● **ABOUT THIS EXERCISE**:
Would you copy the entries that follow exactly, leaving out every picture?
(RECORDS SHOWN Opens)
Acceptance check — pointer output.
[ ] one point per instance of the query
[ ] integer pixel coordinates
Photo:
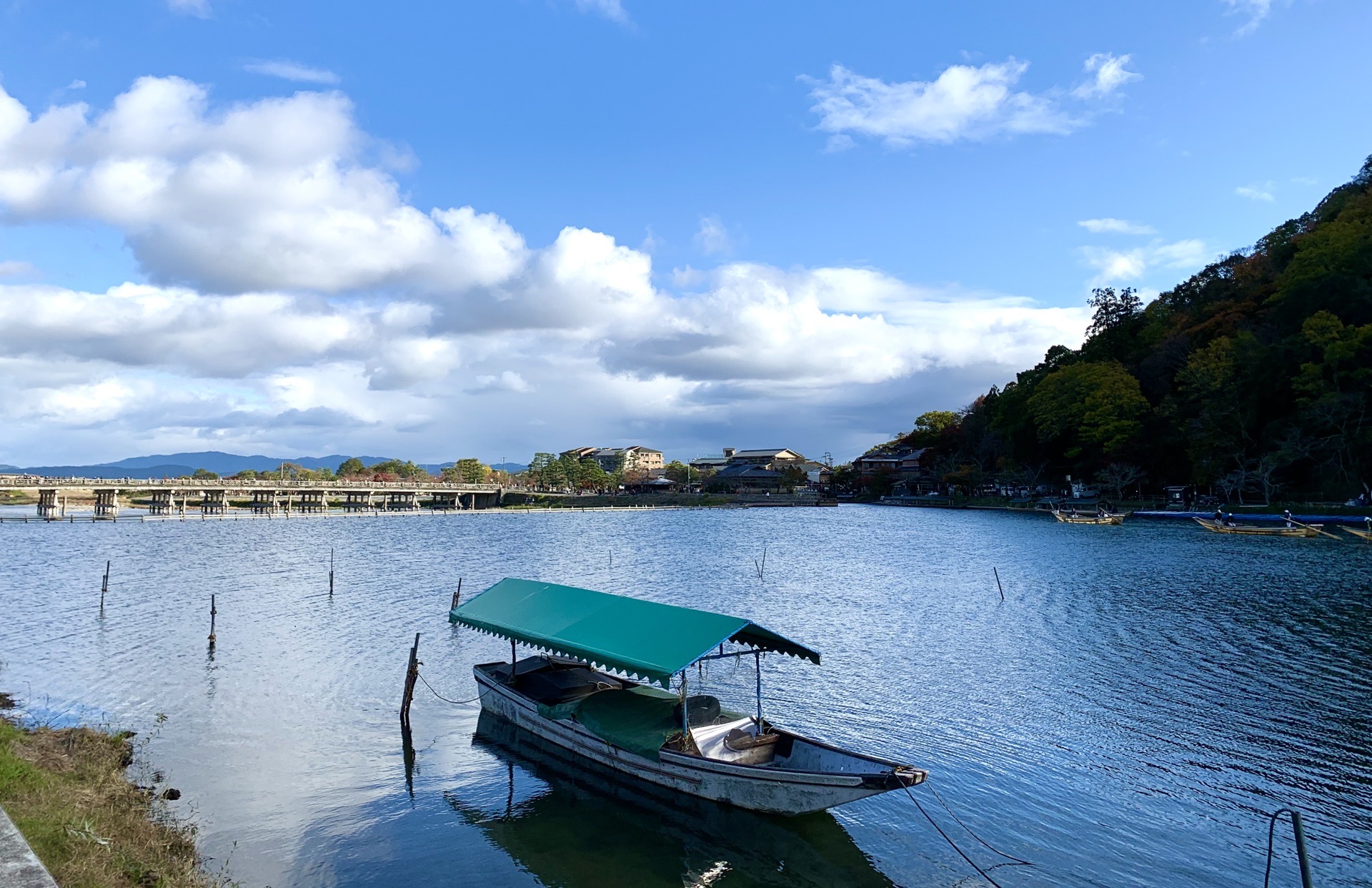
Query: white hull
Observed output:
(757, 788)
(RECORDS SHOWN Closes)
● **WRITTEN RESPONSE**:
Acceptance check — pointer output.
[ ] one point per instance of the query
[ ] integer pixel coordinates
Photo:
Query: white hull
Observed output:
(757, 788)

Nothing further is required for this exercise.